READING PASSAGE =>
********
Oregon opens Butte Creek Falls recreation area | Pets, Animals and Nature

The Butte Creek Falls State Forest recreation area is reopening for the first time since the 2020 Oregon wildfires starting Friday, the Oregon Department of Forestry announced Monday. The area was closed mainly for safety reasons while ODF did post-fire timber harvesting and removed roadside hazardous burned and dead trees, an agency statement reads.

Here is the full announcement from ODF:

ANTIAM STATE FOREST, Ore. – The Oregon Department of Forestry (ODF) is reopening one of the true gems of the state forests’ recreations areas, Butte Creek Falls, on June 21.

The drive into the recreation area goes though ridges and valleys of burned and blacken trees from the 2020 fires.  The deadly Beachie Creek fires killed several people, destroyed homes and scorched more than 400,000 acres.  However, near the recreation area the trees turn green and the area around the upper and lower waterfalls are lush and untouched by fire.
********
GIVEN INFORMATION =>
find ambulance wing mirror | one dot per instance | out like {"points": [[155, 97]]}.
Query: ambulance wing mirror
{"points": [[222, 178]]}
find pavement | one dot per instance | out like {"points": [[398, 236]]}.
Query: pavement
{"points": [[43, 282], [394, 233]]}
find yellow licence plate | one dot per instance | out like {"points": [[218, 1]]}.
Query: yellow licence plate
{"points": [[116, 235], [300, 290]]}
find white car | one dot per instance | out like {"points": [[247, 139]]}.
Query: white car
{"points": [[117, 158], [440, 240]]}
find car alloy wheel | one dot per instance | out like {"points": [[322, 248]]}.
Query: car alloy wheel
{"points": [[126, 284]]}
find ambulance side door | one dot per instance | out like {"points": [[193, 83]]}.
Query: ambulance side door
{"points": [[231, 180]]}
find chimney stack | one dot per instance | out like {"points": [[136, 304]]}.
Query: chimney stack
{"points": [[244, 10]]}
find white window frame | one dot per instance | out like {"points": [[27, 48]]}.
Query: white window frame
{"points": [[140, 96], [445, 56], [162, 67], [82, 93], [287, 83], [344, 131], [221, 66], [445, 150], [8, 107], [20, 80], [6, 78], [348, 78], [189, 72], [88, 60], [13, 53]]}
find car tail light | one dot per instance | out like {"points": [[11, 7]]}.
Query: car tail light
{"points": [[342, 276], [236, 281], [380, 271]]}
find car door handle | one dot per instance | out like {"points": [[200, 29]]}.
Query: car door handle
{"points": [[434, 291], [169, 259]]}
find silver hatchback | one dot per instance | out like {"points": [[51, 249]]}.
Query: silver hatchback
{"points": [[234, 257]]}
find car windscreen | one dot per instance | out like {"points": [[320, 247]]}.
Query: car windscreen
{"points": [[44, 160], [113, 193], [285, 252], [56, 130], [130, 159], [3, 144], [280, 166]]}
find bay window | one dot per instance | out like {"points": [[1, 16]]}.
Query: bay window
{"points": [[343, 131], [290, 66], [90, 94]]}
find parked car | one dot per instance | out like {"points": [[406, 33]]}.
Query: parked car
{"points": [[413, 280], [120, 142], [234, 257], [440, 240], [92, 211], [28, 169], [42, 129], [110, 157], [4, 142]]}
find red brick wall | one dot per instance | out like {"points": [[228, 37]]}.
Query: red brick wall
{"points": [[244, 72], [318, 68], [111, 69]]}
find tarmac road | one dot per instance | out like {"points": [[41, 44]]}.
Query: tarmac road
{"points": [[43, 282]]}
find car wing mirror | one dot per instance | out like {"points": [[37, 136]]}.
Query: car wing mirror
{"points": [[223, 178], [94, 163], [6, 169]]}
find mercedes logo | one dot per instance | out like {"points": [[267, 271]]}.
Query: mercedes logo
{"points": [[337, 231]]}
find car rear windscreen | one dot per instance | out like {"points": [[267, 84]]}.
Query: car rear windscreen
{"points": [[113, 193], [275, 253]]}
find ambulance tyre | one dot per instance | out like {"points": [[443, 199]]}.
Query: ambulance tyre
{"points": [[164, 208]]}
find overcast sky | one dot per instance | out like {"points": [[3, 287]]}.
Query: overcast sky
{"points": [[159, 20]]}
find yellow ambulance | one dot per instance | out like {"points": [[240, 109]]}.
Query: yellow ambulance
********
GOAL 1 => According to the Butte Creek Falls article, how many acres did the Beachie Creek fires scorch?
GOAL 2 => Carry on the Butte Creek Falls article from its last sentence.
The records have no connection to the Butte Creek Falls article.

WRITTEN ANSWER 1 => More than 400,000 acres.

WRITTEN ANSWER 2 =>
“We were really fortunate the fires skipped over this area,” said Joe Offer, ODF’s Recreation Program Manager.  “The trailhead and the paths to the two sets of falls are open, so is the camping area and the 100-yard shooting range.”

ODF recreation staff and work crews from the South Fork Forest Camp (A jointly run facility by ODF and the Department of Corrections) and the DOC’s Santiam Correctional Institute have been working hard to get the area open after being closed for nearly four years.

“There was a lot of vegetation and debris on the trails,” said Offer.  “But thanks in large part to the adults in custody crews they are cleared and just last week they repaired one of the foot bridges.  The crew had to transport the lumber, tools, and a generator down the trails to get the job done.”

Another major improvement was made after the 2020 fires but is just now opening.

“The 100-yard shooting range was a joint project with Trash No-Land,” said Offer.  The non-profit dedicated to responsible target shoot works to improve safety and reduce fire risks at dispersed ranges across the state.  Funding for the improvements came from the NRA’s Public Range Fund. The range is located on Butte Creek 615 Road just off the Butte Creek Mainline Road. A new gravel backdrop, concrete barriers at approximately 100-yards, parking and new informational signs were all part of the improvements at the former gravel pit.

Most people head straight to the trailhead that has parking for five or six vehicles while there are three campsites for tents at the campground. There is also additional parking at the campground with a connector trail to the main trail that goes to the falls.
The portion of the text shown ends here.